Study questions -
**1)** From the passage about the Cetrotide frozen embryo transfer study, list every point the text presents as only thought or believed rather than known.
**2)** Pick up the passage about the Cetrotide frozen embryo transfer study after its last sentence and write the next part.

Document passage -
The main aim of this study is to find out if one of the drugs routinely used in frozen embryo transfer (FET) cycles is beneficial. Some clinics such as ours routinely administer the drug Cetrotide to patients as part of a medicated FET cycle, although not all clinics do this.

It is thought the effect of Cetrotide on the body reduces the chances of FET cycles being cancelled, but we do not know if this is correct. The cancellation rate for FET cycles is thought to be small (around 5%) and using Cetrotide is not thought to make any difference to the change of having a baby following the FET cycle. Cetrotide is a safe medication, given as an injection, but we believe that patients will prefer not to use medication if it is shown to be unnecessary.

This study aims to compare cycles of FET, either with or without Cetrotide, in women/couples over the next 18 months to find out whether there is any difference in cycle cancellations and other outcomes including preference by patients.

Source data -

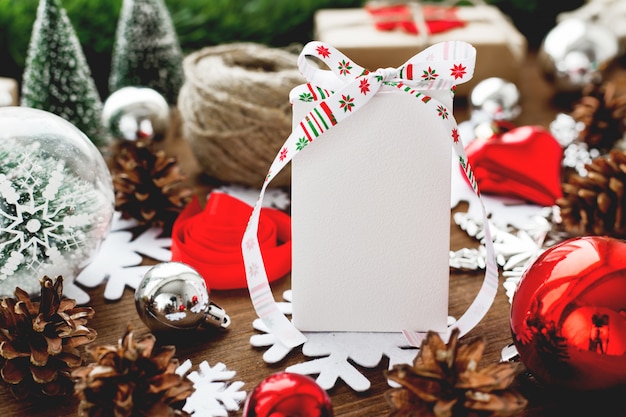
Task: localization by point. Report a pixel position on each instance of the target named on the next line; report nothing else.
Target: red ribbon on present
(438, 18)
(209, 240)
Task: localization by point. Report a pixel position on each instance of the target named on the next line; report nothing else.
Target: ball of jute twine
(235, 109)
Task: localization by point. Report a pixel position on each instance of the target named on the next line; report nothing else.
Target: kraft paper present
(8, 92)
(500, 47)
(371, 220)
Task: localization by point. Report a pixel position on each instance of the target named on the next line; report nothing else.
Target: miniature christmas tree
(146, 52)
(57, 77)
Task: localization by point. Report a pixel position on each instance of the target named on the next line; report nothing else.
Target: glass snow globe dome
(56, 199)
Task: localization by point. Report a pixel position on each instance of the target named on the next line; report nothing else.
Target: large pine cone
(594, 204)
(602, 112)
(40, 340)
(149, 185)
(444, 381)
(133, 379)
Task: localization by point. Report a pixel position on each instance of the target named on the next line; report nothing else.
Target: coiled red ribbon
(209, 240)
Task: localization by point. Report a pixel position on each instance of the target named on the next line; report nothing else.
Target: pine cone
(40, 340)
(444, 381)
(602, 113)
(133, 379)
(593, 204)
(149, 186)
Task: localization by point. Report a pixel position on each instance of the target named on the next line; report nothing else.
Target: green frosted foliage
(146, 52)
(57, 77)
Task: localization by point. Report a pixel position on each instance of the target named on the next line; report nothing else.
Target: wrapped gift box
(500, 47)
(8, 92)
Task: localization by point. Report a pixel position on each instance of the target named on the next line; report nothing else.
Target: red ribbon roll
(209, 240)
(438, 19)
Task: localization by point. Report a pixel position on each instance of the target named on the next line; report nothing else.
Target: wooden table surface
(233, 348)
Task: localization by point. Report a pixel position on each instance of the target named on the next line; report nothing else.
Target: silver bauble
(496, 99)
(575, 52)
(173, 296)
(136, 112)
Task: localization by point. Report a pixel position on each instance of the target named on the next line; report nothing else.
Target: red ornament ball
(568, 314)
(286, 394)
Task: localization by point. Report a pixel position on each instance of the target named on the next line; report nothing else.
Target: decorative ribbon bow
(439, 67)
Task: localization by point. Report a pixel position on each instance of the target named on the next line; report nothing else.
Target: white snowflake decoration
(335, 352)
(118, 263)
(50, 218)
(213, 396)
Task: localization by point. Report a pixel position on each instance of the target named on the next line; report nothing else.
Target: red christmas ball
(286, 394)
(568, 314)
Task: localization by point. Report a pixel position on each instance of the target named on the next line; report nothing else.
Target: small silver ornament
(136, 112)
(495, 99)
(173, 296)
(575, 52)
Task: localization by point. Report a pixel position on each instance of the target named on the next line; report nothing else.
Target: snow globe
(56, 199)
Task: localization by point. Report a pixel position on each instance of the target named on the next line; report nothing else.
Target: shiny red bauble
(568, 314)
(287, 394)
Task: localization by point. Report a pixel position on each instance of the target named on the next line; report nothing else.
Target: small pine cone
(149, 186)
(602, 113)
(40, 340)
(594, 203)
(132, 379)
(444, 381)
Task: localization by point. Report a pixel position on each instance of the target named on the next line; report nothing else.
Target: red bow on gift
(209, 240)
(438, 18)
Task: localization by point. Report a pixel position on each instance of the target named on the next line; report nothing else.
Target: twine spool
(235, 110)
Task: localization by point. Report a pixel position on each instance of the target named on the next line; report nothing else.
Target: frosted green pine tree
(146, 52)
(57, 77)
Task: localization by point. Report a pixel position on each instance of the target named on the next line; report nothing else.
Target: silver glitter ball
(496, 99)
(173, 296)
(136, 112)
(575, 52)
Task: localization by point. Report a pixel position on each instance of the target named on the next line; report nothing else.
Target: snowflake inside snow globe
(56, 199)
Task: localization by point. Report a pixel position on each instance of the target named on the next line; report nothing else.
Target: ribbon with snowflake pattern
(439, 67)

...

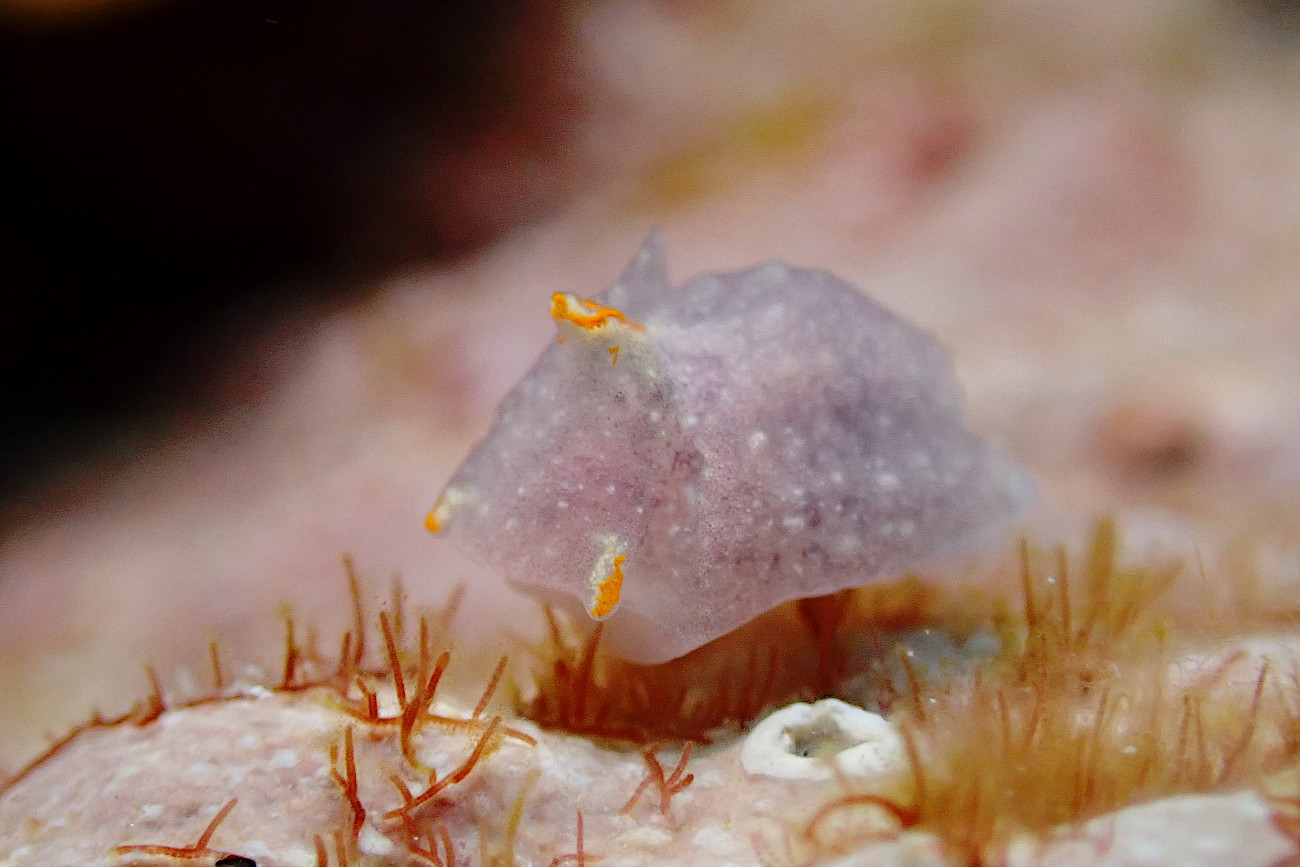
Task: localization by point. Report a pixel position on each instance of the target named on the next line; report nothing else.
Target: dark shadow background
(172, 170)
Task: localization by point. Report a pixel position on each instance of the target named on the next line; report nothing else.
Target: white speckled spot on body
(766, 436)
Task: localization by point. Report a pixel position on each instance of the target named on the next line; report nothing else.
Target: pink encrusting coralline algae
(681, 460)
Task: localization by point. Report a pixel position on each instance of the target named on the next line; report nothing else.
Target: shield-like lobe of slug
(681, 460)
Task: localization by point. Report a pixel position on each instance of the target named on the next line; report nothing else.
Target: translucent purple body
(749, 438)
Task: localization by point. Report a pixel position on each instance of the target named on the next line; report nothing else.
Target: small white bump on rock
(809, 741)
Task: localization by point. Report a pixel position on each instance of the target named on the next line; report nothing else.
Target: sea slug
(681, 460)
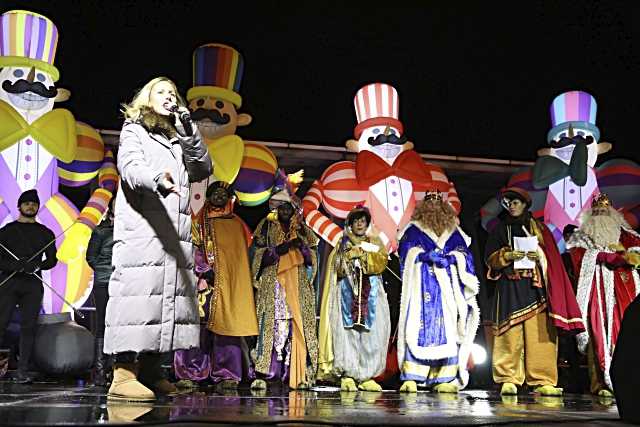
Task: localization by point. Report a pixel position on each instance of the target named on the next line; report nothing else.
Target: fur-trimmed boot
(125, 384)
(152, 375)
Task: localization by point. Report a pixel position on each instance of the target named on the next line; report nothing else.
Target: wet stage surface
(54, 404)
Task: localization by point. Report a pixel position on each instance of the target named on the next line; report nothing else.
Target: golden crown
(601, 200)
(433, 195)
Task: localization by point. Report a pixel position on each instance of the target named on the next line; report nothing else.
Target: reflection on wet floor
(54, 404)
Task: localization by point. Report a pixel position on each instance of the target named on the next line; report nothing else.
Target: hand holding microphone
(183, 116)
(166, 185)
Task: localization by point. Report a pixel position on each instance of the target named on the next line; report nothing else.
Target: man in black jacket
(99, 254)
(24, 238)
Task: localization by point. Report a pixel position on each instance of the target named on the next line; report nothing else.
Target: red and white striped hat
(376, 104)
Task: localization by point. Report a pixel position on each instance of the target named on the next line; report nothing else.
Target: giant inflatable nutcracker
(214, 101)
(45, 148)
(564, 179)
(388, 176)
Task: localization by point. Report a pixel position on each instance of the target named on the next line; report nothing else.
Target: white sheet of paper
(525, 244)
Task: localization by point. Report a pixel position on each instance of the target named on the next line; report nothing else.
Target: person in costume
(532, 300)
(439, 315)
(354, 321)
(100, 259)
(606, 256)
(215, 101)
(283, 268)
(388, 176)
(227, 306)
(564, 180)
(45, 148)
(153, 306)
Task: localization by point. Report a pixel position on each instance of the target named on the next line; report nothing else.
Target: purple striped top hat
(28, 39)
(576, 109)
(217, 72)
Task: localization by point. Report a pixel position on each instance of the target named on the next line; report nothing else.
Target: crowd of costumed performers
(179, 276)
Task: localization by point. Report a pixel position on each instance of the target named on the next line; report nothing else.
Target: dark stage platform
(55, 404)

Exercise responses -
**1)**
- The effect of Cetrotide on the body reduces the chances of FET cycles being cancelled.
- The cancellation rate for FET cycles is small, around 5%.
- Using Cetrotide makes no difference to the prospect of having a baby after the FET cycle.
- Patients will prefer not to use medication if it is shown to be unnecessary.

**2)**
Ginny Mounce
Oxford Fertility/University of Oxford


Start date: July 2018
Delivery date: January 2020


Prof. Tim Child
Oxford Fertility/University of Oxford, Dept Women’s & Reproductive Health

Dr Matt Noble Senior Clinical Research Fellow
Oxford Fertility/University of Oxford & Bristol

Dr Ginny Mounce
University of Oxford, Dept Women’s & Reproductive Health

Dr Charles Muteshi
Oxford Fertility/University of Oxford

Nikki Turner
Oxford Fertility

- Dr Matt Noble -

Administration of a GNRH antagonist involves multiple injections over several days, which is uncomfortable for women. Given that it may no be necessary, robust scientific investigation of the effect of omitting the GNRH-antagonist in medicated FET is essential.